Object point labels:
──────

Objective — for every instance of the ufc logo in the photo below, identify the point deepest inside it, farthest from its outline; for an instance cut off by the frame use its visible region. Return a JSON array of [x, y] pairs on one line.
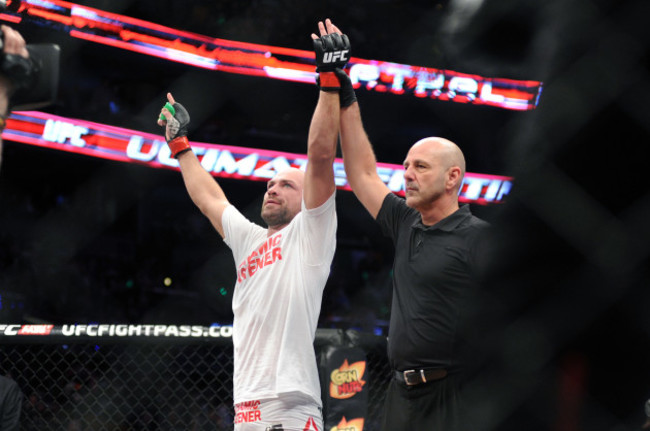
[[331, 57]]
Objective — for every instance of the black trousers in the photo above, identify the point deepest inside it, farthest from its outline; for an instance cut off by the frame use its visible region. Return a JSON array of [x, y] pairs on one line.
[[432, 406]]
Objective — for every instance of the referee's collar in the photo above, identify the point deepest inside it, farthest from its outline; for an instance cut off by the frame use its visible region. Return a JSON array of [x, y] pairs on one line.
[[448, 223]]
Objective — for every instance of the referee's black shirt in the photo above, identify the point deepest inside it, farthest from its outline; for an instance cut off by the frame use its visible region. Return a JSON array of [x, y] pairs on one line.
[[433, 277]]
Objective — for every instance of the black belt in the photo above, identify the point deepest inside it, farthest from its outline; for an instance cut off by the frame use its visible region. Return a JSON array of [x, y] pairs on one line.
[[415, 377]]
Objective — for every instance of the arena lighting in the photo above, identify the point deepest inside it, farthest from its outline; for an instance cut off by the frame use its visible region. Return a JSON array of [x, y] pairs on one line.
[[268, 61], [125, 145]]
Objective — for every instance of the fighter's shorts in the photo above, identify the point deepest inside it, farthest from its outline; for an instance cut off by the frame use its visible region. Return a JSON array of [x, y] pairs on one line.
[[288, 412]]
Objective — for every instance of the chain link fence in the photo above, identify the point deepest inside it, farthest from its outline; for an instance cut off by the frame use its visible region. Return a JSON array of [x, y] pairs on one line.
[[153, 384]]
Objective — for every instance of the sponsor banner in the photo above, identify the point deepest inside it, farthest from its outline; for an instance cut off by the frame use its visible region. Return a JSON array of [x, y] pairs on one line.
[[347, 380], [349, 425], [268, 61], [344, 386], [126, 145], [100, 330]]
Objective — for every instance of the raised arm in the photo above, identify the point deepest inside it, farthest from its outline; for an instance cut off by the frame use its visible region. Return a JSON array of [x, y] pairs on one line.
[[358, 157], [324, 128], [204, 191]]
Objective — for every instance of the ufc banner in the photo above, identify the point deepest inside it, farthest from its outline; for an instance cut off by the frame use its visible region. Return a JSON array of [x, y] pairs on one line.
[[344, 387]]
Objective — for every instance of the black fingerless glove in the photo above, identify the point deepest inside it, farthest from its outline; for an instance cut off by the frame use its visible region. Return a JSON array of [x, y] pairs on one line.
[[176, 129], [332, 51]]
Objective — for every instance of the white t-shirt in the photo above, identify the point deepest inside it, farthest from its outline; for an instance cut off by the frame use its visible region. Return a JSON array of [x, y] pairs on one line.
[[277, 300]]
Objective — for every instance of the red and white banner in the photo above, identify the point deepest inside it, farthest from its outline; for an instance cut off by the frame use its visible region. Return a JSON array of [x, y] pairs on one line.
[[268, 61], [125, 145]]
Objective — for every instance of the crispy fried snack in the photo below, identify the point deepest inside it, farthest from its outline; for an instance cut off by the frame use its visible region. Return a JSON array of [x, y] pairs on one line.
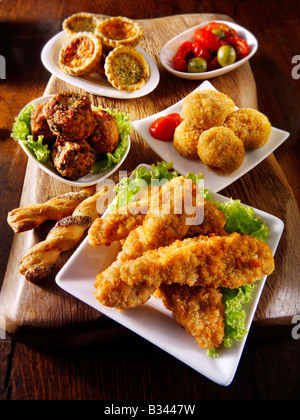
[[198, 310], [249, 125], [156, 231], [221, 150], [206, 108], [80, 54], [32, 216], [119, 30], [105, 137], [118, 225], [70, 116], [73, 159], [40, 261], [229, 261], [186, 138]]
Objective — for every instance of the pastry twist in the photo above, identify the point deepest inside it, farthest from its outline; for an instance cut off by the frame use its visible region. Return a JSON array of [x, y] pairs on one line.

──────

Exercise details: Express the data above as a Markdown table with the columns Row and Data line, starting with the line containing "Objective — for every instance of the red" and going on through the end of the data. Give one row per line, skip blank lines, and leave the pictures out.

Correct response:
| Row | Data line |
|---|---|
| 1 | Objective — for every instance of the red and white banner in the photo above, identify the point deepest inside it, farthest from its outline; for an instance cut off by the frame use its visible region. Return a JSON array of [x, y] pairs on one line. |
| 2 | [[268, 61], [125, 145]] |
| 3 | Objective — for every instance of the crispy fried snack in the photo below, identify the point deepest inside it, farthest from its outline; for an instance cut off by the frame use its visible region. Return a JSON array of [x, y] pairs on one line. |
| 4 | [[198, 310], [249, 125], [156, 231], [221, 150], [206, 108], [80, 54], [32, 216], [119, 30], [105, 137], [118, 225], [70, 116], [73, 159], [40, 261], [229, 261], [186, 138]] |
| 5 | Objective — for every instance of the pastry twist in the photo above, identify the point deepest inside it, farthest from its outline; for an instance cut off by the frame use its visible region. Return a JSON array of [x, y] pairs on one line. |